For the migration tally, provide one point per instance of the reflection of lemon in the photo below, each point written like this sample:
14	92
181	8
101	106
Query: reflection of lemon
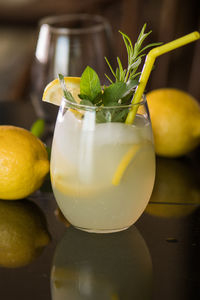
175	117
23	162
53	92
23	233
176	191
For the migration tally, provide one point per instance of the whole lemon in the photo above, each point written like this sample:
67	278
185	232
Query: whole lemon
175	117
23	163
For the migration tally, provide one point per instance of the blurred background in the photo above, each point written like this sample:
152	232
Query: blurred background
168	19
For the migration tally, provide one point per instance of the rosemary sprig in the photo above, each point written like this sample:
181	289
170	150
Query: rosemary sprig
135	55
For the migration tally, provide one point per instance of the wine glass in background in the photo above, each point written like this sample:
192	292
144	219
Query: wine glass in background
67	44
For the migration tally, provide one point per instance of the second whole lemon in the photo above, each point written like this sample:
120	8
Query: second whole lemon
175	117
23	163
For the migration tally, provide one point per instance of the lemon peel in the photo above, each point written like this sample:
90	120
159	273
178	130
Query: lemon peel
124	163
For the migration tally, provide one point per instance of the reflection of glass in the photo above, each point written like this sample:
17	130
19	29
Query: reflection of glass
89	266
23	233
67	44
102	173
175	183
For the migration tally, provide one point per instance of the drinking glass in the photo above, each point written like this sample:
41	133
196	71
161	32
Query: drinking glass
102	170
67	44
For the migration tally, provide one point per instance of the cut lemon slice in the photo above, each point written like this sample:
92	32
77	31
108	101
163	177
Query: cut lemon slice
53	92
124	163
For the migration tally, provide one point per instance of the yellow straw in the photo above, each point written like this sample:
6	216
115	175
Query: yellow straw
149	62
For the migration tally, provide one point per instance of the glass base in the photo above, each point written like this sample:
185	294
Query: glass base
101	230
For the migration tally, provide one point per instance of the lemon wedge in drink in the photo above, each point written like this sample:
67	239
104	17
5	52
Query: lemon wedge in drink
53	94
53	91
124	163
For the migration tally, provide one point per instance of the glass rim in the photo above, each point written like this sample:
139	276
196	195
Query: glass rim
50	21
95	108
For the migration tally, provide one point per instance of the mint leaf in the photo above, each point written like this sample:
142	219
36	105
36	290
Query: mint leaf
103	116
119	93
86	102
90	86
113	93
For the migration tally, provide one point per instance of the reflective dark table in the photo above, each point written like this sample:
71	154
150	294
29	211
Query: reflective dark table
157	258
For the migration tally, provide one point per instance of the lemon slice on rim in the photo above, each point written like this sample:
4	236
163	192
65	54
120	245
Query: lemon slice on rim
53	92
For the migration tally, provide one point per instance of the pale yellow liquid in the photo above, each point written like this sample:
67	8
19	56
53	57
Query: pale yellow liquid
83	164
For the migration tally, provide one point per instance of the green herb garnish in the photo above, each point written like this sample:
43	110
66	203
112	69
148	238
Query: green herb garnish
121	89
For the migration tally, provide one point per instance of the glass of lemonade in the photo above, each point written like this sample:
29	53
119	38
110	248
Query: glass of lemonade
102	172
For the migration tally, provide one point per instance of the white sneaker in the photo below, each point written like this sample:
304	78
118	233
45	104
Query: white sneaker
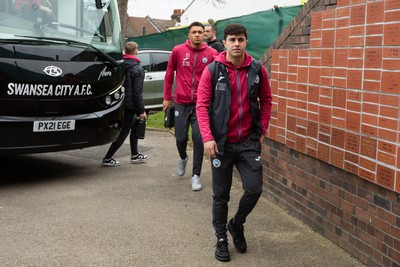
196	185
181	168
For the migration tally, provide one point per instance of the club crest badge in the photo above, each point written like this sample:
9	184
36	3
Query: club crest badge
216	163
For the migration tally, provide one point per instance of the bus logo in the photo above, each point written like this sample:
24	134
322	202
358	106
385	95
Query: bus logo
53	71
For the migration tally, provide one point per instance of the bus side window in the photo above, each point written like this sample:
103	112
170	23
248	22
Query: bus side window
160	61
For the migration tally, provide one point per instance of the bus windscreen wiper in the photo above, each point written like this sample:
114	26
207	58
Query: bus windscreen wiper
72	42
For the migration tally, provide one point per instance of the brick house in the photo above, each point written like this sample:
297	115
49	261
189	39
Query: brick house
332	156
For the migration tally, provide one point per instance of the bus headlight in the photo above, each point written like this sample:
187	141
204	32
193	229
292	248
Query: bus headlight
108	100
117	95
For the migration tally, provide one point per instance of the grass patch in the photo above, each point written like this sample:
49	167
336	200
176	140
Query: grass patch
156	120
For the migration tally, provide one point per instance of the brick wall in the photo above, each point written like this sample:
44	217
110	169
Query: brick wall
332	154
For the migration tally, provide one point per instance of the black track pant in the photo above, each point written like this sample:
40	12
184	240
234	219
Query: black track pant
246	157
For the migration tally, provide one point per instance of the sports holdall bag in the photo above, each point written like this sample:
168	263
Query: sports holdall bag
169	117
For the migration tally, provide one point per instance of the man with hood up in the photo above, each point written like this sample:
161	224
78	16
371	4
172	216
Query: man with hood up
134	107
187	63
233	110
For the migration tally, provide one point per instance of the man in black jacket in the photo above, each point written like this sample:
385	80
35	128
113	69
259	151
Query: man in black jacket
134	107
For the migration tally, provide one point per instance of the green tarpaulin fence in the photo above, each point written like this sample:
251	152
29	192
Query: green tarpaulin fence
263	29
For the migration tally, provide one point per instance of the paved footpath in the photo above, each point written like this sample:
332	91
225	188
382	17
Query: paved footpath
141	215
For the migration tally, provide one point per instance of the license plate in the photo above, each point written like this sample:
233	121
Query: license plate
53	126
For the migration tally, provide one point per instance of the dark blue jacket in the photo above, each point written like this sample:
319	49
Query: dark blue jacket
134	79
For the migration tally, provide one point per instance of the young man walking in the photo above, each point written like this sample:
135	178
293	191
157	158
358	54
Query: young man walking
134	107
187	63
233	110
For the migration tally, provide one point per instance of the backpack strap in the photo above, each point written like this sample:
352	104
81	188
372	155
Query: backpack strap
216	70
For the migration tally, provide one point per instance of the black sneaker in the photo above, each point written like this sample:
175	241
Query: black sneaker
139	158
110	162
238	236
222	251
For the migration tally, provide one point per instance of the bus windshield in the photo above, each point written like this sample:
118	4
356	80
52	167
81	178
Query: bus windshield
93	22
61	75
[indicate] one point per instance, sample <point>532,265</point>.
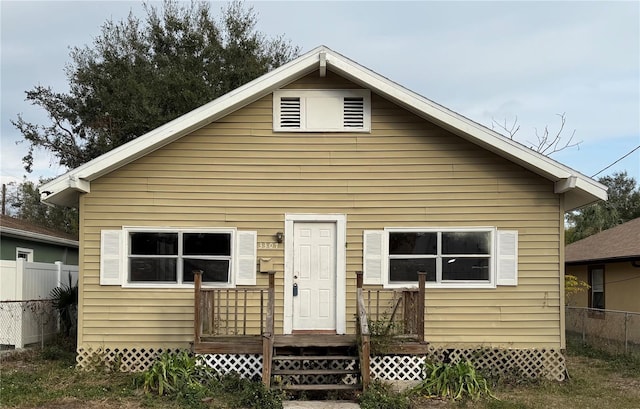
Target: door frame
<point>340,221</point>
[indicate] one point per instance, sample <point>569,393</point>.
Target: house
<point>22,239</point>
<point>609,262</point>
<point>281,191</point>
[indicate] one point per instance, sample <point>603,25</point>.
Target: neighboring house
<point>610,263</point>
<point>22,239</point>
<point>317,170</point>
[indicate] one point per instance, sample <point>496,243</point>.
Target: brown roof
<point>25,226</point>
<point>619,242</point>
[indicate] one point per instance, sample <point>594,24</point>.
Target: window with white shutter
<point>145,257</point>
<point>322,110</point>
<point>452,257</point>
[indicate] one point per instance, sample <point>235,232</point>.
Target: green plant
<point>174,373</point>
<point>453,381</point>
<point>65,300</point>
<point>381,395</point>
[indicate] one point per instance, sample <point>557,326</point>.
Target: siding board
<point>407,172</point>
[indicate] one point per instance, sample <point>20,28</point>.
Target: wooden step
<point>315,372</point>
<point>325,387</point>
<point>314,357</point>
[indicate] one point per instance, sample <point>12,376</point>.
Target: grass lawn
<point>47,379</point>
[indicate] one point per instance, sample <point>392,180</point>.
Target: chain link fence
<point>617,332</point>
<point>27,322</point>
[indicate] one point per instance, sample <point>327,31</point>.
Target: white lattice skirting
<point>532,363</point>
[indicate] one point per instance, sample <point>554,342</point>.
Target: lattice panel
<point>119,359</point>
<point>532,363</point>
<point>246,365</point>
<point>397,367</point>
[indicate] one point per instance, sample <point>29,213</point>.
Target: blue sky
<point>484,60</point>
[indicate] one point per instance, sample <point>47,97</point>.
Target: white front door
<point>314,275</point>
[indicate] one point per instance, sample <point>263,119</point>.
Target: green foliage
<point>141,73</point>
<point>173,373</point>
<point>23,202</point>
<point>381,395</point>
<point>623,205</point>
<point>453,381</point>
<point>65,300</point>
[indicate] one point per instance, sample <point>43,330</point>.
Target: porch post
<point>197,324</point>
<point>268,336</point>
<point>422,278</point>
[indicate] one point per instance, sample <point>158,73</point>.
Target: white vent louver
<point>353,112</point>
<point>327,110</point>
<point>290,112</point>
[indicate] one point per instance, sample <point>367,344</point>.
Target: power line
<point>632,150</point>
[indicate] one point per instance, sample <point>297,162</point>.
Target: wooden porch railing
<point>398,312</point>
<point>363,336</point>
<point>220,312</point>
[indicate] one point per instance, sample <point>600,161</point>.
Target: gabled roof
<point>617,243</point>
<point>12,227</point>
<point>579,189</point>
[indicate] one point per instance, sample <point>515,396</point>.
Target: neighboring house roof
<point>12,227</point>
<point>617,243</point>
<point>579,189</point>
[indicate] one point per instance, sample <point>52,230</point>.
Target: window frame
<point>126,279</point>
<point>439,283</point>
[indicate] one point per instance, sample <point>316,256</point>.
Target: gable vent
<point>290,112</point>
<point>322,110</point>
<point>353,112</point>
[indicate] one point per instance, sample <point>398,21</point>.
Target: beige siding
<point>406,173</point>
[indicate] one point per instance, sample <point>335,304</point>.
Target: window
<point>452,257</point>
<point>26,254</point>
<point>322,110</point>
<point>172,256</point>
<point>596,292</point>
<point>446,256</point>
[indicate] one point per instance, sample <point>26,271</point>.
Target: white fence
<point>615,331</point>
<point>26,313</point>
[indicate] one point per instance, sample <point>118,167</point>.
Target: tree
<point>138,75</point>
<point>547,142</point>
<point>23,202</point>
<point>623,205</point>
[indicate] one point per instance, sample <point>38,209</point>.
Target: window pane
<point>465,268</point>
<point>153,269</point>
<point>413,243</point>
<point>407,269</point>
<point>213,270</point>
<point>152,244</point>
<point>476,242</point>
<point>207,244</point>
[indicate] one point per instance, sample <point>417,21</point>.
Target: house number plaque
<point>262,245</point>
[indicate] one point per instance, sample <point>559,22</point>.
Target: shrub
<point>453,381</point>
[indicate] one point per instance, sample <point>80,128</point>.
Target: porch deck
<point>231,335</point>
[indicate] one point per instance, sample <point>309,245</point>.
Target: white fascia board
<point>39,237</point>
<point>181,126</point>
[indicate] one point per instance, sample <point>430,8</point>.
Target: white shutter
<point>246,243</point>
<point>111,257</point>
<point>507,263</point>
<point>373,256</point>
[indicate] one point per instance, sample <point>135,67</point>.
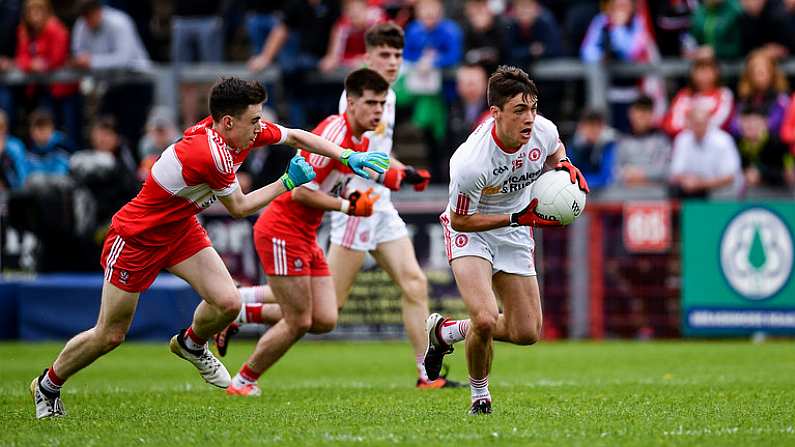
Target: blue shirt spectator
<point>432,37</point>
<point>13,166</point>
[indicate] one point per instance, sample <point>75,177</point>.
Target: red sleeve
<point>59,45</point>
<point>22,58</point>
<point>271,134</point>
<point>788,126</point>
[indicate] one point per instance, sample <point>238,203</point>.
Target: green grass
<point>324,393</point>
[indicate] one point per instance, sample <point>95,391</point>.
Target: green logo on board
<point>756,253</point>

> **TASK INSTRUCTIONS**
Reproduce, exactly and only, the lines running from the one with "[indicate] one point per instance, sample <point>95,391</point>." to the end of the listing above.

> **EXPECTED ANSWER**
[indicate] one point per instance, sample <point>95,391</point>.
Target: green logo on board
<point>756,253</point>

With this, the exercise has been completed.